>> start Supplied information

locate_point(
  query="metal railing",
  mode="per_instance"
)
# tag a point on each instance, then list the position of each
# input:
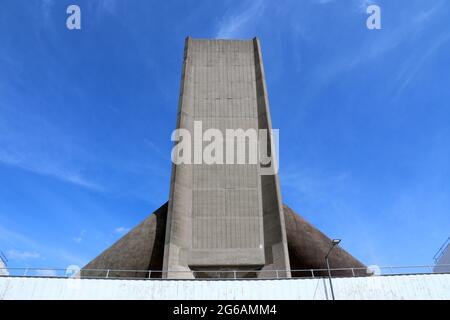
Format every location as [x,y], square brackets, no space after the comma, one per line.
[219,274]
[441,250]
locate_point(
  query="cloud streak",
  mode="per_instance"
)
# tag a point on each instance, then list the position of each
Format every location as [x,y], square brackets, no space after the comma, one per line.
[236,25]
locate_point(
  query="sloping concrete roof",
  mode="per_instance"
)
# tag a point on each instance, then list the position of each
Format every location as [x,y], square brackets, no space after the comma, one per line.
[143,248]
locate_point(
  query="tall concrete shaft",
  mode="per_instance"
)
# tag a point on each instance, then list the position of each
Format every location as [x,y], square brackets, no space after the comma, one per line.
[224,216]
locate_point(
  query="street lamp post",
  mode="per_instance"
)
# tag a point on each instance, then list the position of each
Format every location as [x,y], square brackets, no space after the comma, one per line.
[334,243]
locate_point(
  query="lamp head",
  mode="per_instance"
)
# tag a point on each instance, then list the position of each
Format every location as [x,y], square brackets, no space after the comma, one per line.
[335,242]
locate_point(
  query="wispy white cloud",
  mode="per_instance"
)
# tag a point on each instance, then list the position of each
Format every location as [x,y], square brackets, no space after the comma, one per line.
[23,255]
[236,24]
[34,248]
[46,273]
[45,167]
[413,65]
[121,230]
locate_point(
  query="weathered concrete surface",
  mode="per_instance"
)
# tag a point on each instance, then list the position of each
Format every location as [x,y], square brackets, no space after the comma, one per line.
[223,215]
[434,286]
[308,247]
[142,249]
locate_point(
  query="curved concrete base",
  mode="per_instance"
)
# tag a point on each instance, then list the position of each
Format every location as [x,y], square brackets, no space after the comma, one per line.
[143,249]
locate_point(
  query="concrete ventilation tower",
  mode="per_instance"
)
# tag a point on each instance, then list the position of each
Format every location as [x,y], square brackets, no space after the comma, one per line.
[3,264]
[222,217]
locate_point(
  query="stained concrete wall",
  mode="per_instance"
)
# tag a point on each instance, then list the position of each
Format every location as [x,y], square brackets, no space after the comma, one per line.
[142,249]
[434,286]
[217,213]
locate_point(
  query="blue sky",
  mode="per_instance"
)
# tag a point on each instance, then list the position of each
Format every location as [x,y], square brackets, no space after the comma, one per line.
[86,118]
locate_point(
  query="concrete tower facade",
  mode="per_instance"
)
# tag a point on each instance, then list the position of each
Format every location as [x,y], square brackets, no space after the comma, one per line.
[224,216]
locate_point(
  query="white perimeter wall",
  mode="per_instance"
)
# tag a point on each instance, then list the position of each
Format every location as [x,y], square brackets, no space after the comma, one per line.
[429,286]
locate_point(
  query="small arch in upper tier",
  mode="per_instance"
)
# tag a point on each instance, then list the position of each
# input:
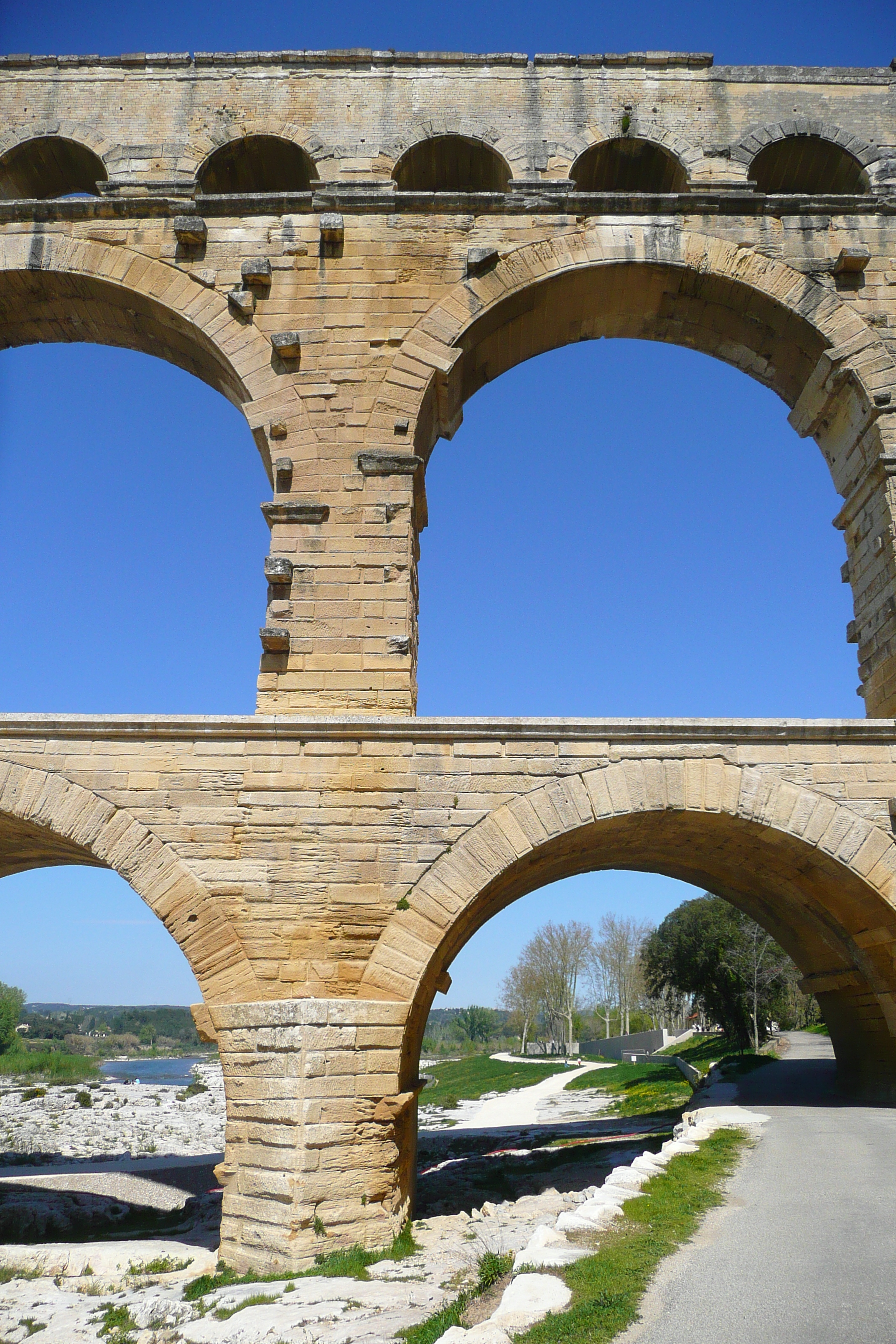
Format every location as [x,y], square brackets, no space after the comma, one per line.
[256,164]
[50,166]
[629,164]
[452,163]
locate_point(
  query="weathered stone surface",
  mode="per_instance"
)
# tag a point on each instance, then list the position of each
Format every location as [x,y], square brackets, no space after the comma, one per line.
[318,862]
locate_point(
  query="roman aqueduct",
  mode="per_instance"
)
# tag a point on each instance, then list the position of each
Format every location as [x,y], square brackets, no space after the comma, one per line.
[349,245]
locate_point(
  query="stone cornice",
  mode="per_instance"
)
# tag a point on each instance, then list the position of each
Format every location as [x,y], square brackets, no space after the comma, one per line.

>> end Supplied information

Take the listing above and restate it word for word, without its pictures.

- Solution for this task -
locate_point(
  query="metal railing",
  mode="per_instance"
)
# tag a point on each instance, then list the position of each
# input:
Format every location as [x,y], square brackets, no space after the comma, one per line.
[219,274]
[441,250]
locate_point(
  query="cloud streak",
  mode="per_instance"
)
# tag a point on each instance, then list the position of each
Format every location as [x,y], square brackets, no space after the comma, one per line.
[236,25]
locate_point(
  query="sloping concrete roof",
  mode="per_instance"
)
# tag a point on each instance, then list the position of each
Format every location as [x,y], square brackets, no space after the comma, one per line.
[143,248]
locate_point(
  query="tall concrete shaft",
  mode="per_instance"
)
# tag a point on each instance, then list the position of each
Format every location as [x,y], square brackets, no space after the comma, one per line.
[224,216]
locate_point(
  query="street lamp post",
  mode="per_instance"
)
# tag a point on each instance, then list the position of each
Format every location as [x,y], square brackets, no space after the comma, one per line.
[334,243]
locate_point(
  query="lamp head",
  mode="per_instance"
)
# tag a point on each instance, then list the position of each
Format every location as [x,y], square brackets, no space after the comma, one per line.
[335,242]
locate_point(
  query="wispy white cloud",
  mode="per_instance"
)
# tag a point on each instance, then list the position of each
Format every location as [x,y], square brackets, no space after the comma, one per line.
[23,255]
[236,24]
[34,248]
[46,273]
[45,167]
[413,65]
[121,230]
locate_point(
  query="weathered concrete surface",
  mode="per_instance"
)
# tag a point on each instance, then list the position of each
Format every location as [x,y], square brackets, no space after the comma, one per line.
[223,215]
[434,286]
[308,247]
[142,249]
locate_point(
  query="curved concrete base",
  mode="per_instance"
)
# tag a point on each instance, then list the position of each
Format every location as [x,y], square brackets, no space after the comma, one per line.
[143,249]
locate_point(
  query="concrete ventilation tower",
  mode="per_instance"
)
# tag a point on each instance, then list the position of each
Format every location as [x,y], square brackets, no space after the comma, one per line.
[3,264]
[222,217]
locate_point(
  query="stained concrete wall",
  mode="per_instance"
)
# tag a point on each instance, then list the position of each
Format every location as [x,y], square brackets, no space after the comma, one per line.
[142,249]
[434,286]
[217,213]
locate_point(
  query="blue sky",
  mode="per_instance"
)
# tag a point on each instance, then list the position of each
Format every location as [x,y], square brackets, no space after the comma, one per line.
[86,118]
locate_point(
  query="concrete tower facade",
  mode="per_instance"
)
# tag a point on each instance, then list the position of each
Format every location as [x,y], square brackets, no space after the comma, one per line.
[224,216]
locate_point(
  query="white perimeter wall",
  mode="per_instance"
)
# tag a point on each instance, then list the position of each
Format every location as [x,y], square brackets, no space after the comma, one per line.
[429,286]
locate_point(
  query="small arch in upper tier",
  mode="per_instance"
)
# tag a point on each instance, then list the position of each
# input:
Format every location as [x,y], square brackets, no space after the comma, one per line.
[256,164]
[50,166]
[629,164]
[452,163]
locate_point(
  query="weathered stone surface",
  mode="per_instance"
)
# tag a point on each instance, then list the position of each
Format every location as [x,y], square brackets, no space after the comma, one per line.
[318,862]
locate_point(
  query="roman aqueduct",
  mode="per_instance"
)
# tag a point on each instance, then list the position of each
Format every location as [x,y], square brackets, no space after the comma, one per line.
[349,245]
locate_point(
  query="stone cornice",
  mode="per_instance"
)
# tag a point on each instance, then list the position of each
Format every location as [x,y], square brackets, no space after the comma, one per line.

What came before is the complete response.